-- BEGIN EXTRACTED RECORDS --
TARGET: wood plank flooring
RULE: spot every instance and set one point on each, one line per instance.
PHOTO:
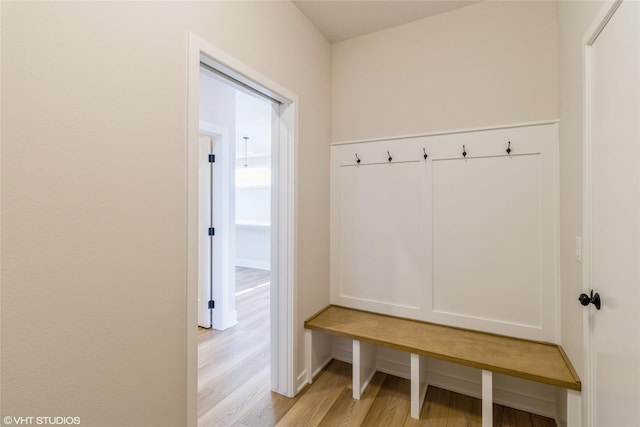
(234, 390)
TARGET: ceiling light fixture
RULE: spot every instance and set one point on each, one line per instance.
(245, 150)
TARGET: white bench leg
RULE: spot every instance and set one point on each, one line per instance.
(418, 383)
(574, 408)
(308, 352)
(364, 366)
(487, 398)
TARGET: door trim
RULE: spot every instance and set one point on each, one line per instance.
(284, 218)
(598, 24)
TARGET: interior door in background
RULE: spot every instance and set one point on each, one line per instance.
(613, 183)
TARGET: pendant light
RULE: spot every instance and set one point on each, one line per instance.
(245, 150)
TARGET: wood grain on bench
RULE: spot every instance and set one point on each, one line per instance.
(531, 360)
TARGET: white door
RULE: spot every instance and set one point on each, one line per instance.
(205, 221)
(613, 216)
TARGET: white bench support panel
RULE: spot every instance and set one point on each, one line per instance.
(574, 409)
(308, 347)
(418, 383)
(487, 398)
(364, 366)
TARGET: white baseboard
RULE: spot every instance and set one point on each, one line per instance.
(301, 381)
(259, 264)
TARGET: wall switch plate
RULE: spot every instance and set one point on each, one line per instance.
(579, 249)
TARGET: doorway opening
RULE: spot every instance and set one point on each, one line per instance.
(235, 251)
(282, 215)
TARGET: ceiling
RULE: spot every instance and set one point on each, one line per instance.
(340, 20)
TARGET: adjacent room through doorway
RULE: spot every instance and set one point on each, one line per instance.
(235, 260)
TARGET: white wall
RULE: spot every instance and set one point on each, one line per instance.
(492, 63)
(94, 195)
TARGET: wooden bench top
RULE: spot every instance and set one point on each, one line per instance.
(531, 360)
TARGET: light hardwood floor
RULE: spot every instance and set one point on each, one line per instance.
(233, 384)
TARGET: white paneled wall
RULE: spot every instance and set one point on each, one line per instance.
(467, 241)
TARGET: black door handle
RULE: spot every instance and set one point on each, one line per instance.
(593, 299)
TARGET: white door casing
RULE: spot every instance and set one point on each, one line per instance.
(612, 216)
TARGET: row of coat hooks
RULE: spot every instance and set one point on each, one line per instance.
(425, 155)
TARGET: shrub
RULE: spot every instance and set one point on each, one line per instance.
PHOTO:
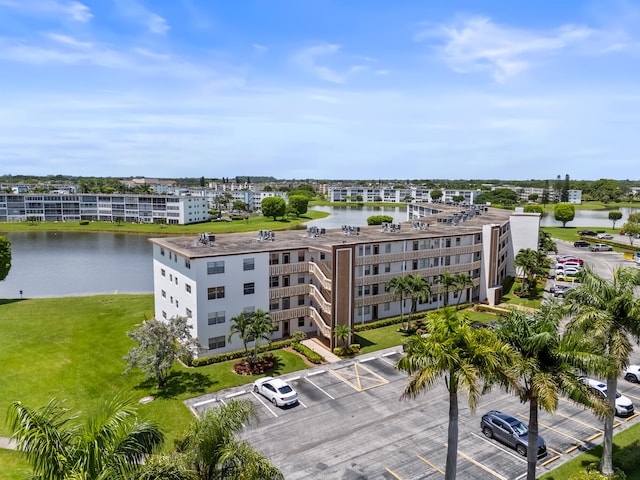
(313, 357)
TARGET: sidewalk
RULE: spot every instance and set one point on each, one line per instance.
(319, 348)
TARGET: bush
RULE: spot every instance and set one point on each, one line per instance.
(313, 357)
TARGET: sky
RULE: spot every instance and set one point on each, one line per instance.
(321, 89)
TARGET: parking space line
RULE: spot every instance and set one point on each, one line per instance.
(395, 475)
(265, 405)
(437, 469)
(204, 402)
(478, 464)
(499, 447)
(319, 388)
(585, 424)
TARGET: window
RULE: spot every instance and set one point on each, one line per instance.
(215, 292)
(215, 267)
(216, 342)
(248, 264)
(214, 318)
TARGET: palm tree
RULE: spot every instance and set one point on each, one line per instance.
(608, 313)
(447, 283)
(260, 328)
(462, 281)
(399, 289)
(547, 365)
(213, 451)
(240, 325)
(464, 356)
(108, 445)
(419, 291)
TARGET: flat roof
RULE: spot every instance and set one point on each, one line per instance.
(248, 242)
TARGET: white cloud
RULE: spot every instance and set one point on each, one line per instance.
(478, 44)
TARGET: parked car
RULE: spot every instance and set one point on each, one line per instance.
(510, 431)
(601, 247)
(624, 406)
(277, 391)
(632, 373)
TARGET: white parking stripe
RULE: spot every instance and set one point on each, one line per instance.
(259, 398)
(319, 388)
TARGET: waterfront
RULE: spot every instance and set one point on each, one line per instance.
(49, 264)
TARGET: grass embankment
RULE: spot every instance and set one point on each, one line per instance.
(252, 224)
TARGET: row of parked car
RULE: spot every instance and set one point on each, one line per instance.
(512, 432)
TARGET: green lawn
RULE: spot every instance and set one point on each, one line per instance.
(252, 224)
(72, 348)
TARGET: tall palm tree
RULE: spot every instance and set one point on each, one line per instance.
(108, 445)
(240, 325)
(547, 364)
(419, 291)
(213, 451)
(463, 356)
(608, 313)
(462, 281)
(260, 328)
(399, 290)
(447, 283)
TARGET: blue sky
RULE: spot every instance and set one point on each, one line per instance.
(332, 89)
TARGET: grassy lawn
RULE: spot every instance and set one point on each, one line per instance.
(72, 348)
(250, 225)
-- END EXTRACTED RECORDS --
TO DO: Extract, exactly as they appear, the lines from the one containing "TARGET: row of parked car" through the final line.

TASK ANSWER:
TARGET: row of parked car
RULE: spot every instance and set one point on each, one line per instance.
(512, 432)
TARGET: green lawn
RULE: spot every instance and set one point on each, one line per instance.
(252, 224)
(72, 348)
TARGET: tall palm tree
RULE: spot every instance and set one point on each, one line per instance.
(108, 445)
(240, 325)
(547, 364)
(419, 291)
(213, 451)
(463, 356)
(608, 313)
(462, 281)
(260, 328)
(399, 290)
(447, 283)
TARGET: blue sky
RULE: spot every instance and set one point on each, one line per instance.
(332, 89)
TARGET: grassy lawn
RULE: spot every instance and set one point on each, one line per instance.
(72, 348)
(250, 225)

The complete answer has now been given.